▶ _PROBLEM TO WORK ON_:
Copy out everything from the line containing "Task: point out the blue and" down to the line containing "point(306, 155)", changing "Drop one dot" to "Place one dot" and leaving the rest as it is.
────────────────────
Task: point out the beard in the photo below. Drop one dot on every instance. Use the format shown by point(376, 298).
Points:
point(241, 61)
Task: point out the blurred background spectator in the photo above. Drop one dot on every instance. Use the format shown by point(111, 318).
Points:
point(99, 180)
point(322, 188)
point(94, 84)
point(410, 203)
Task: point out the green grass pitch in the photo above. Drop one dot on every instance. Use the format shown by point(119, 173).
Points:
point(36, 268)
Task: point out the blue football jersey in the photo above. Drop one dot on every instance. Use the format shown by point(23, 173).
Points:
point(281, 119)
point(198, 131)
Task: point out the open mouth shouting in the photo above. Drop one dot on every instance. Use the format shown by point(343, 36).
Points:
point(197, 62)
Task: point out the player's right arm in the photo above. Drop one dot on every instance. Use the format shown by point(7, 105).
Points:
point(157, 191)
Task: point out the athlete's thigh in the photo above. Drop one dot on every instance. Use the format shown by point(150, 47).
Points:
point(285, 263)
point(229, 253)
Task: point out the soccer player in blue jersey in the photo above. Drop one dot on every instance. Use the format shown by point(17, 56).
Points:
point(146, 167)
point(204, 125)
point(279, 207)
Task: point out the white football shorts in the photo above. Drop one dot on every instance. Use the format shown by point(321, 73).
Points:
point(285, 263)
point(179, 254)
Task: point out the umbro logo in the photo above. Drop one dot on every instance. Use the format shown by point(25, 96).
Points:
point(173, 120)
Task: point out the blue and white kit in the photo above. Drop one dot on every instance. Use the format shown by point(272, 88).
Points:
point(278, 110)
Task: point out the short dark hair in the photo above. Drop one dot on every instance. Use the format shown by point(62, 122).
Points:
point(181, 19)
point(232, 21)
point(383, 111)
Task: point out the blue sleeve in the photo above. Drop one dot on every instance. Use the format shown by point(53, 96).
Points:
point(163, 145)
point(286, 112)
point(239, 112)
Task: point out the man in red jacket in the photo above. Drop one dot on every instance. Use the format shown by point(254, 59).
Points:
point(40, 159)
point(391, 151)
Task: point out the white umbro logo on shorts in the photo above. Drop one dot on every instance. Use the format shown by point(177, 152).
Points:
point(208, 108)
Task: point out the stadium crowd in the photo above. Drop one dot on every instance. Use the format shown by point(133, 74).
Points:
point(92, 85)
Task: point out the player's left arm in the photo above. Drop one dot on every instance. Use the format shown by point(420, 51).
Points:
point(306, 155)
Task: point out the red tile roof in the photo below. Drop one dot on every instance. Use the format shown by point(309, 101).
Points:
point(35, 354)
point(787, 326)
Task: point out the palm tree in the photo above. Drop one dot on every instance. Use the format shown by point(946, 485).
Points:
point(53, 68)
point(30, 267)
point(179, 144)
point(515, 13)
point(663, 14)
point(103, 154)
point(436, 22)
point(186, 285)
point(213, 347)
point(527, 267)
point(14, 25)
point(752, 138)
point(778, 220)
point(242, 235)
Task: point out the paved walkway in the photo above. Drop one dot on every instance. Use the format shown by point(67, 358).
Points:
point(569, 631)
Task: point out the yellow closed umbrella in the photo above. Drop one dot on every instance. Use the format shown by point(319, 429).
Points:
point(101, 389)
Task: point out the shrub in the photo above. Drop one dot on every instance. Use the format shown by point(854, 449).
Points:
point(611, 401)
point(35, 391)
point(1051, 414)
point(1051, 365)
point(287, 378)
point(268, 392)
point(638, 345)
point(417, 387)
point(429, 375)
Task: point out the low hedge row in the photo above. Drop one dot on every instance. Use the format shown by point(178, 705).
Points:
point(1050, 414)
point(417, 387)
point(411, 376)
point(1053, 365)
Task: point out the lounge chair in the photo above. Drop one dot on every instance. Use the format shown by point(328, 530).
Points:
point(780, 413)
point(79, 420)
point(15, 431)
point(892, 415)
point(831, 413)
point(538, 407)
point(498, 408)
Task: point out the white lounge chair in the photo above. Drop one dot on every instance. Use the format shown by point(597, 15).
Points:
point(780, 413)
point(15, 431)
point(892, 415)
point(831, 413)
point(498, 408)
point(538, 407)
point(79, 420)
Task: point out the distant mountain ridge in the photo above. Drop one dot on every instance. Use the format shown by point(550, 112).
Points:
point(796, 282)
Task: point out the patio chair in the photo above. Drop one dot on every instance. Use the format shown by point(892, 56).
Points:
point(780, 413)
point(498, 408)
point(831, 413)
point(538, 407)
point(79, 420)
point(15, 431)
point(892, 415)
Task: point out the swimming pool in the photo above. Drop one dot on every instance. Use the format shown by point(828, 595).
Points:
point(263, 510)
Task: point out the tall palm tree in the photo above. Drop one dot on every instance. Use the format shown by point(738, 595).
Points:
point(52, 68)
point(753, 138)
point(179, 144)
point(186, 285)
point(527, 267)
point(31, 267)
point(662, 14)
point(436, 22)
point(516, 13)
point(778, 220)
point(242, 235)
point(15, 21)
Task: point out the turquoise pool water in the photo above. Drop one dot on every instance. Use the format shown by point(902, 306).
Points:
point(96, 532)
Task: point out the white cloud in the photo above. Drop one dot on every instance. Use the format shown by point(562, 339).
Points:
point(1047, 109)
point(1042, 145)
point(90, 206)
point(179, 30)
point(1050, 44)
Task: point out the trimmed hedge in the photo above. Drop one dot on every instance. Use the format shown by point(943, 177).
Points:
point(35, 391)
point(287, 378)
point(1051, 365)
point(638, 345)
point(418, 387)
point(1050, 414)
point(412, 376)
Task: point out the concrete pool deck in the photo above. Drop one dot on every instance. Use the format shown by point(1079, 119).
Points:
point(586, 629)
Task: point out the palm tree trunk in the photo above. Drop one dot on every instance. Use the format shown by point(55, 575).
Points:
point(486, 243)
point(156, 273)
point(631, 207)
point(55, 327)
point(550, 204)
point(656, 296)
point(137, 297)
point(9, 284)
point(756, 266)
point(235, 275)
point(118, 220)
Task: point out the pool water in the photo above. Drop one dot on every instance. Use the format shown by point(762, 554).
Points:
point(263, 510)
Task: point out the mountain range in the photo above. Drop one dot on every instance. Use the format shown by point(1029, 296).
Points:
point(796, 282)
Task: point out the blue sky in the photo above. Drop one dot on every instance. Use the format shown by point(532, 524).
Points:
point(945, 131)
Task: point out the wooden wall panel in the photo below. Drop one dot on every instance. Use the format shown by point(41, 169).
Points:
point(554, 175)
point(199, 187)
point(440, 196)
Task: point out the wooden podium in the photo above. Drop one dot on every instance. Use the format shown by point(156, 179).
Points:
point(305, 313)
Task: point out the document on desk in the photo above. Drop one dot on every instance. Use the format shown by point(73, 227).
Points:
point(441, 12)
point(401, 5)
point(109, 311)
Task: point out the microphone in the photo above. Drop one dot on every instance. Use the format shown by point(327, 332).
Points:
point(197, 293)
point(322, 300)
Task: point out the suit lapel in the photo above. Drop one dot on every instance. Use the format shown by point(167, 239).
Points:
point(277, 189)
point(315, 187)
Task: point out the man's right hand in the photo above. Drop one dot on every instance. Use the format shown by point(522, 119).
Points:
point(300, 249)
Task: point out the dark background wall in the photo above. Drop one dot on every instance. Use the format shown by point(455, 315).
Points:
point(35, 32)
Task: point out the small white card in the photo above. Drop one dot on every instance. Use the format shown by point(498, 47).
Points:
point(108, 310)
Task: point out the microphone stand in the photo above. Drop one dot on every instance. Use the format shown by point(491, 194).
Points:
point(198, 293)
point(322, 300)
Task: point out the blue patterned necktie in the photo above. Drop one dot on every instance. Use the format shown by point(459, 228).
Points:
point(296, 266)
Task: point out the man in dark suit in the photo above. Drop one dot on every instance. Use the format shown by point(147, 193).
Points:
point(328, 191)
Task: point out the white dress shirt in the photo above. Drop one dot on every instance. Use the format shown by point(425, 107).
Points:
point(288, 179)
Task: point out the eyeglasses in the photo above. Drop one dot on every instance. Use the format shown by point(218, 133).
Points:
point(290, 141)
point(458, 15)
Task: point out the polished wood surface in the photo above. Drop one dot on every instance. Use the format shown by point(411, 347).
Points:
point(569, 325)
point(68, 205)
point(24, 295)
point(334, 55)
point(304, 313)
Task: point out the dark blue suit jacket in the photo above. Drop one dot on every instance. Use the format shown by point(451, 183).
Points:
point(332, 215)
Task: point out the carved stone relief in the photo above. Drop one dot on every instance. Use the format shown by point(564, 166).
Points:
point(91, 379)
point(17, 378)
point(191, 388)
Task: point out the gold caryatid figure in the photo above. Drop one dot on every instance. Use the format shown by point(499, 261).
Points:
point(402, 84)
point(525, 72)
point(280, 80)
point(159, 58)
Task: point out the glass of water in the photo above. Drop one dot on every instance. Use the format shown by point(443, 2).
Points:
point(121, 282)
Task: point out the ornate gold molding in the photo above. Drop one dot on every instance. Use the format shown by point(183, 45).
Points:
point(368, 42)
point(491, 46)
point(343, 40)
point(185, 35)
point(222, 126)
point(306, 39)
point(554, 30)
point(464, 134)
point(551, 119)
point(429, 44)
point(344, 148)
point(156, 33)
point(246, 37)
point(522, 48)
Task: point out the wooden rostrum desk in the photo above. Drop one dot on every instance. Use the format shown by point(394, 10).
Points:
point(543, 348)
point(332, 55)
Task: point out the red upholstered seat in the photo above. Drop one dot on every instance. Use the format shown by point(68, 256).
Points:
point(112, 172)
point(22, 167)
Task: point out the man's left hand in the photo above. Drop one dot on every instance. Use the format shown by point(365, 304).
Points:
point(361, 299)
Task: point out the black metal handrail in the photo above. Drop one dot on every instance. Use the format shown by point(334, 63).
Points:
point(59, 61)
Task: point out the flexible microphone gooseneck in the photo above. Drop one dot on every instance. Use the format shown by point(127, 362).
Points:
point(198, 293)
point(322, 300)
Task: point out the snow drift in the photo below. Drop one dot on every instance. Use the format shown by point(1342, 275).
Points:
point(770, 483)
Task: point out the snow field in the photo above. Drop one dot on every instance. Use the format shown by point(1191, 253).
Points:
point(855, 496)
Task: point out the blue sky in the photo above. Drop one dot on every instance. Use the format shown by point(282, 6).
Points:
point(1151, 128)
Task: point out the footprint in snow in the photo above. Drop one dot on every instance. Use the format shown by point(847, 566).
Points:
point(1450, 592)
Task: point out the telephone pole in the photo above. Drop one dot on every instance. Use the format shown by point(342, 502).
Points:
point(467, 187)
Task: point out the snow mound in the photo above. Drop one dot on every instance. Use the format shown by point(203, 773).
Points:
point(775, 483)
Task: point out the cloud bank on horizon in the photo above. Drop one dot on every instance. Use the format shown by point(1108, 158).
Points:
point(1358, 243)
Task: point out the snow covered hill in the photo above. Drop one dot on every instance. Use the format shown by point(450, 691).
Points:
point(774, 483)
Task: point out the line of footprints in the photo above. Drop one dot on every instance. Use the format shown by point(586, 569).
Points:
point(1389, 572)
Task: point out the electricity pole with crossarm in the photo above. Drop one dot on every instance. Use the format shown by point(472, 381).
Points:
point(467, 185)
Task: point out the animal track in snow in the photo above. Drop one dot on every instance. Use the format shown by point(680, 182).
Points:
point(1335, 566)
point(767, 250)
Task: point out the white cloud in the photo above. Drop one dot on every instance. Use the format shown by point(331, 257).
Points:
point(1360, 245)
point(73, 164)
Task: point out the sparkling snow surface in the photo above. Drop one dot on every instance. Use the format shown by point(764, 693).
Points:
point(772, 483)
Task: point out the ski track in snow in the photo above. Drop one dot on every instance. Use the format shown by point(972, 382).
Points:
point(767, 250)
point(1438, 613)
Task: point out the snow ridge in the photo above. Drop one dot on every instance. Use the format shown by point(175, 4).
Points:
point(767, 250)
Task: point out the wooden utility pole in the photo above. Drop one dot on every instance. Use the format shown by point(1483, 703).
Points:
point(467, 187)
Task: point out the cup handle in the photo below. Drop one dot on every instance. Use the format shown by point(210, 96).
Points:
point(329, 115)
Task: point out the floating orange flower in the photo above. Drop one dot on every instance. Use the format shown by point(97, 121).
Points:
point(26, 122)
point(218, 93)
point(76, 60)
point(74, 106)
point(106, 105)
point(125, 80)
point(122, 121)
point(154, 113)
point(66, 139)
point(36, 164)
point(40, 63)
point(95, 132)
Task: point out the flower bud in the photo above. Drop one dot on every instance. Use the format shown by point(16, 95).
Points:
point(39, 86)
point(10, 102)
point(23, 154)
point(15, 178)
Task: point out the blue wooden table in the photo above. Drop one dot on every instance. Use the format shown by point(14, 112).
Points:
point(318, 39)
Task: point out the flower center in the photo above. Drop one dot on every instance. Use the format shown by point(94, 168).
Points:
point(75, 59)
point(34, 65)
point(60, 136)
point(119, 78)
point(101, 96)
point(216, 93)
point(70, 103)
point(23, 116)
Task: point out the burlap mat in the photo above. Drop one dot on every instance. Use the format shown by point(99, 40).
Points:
────────────────────
▶ _RESULT_:
Task: point out the blue and white kit in the photo above. Place one dot on every instance. Use the format shown by point(272, 88).
Points:
point(278, 110)
Task: point out the short dark hair in the photo above. Place one dot on every instance. Use the format shown by point(62, 122).
Points:
point(181, 19)
point(232, 21)
point(383, 111)
Task: point out the blue sleeve in the photo above. Place one dot on every instance. Use the format shown by point(53, 96).
Points:
point(163, 145)
point(286, 112)
point(239, 112)
Task: point out the man in red jacket in the photo above. Place one dot on every instance. Use the format shown by point(254, 59).
Points:
point(40, 159)
point(391, 151)
Task: point out the white umbro logo on shorts in the photo above. Place one dot on every instance. Use the format shown by point(177, 152).
Points:
point(208, 108)
Task: point out the stadium crowd in the photo above. Place one dot on every instance. Use the format shown by point(133, 74).
Points:
point(92, 85)
Task: point out the player's left arm in the photo above. Place one dot on every instance. Use the format shown by point(420, 51).
Points:
point(306, 155)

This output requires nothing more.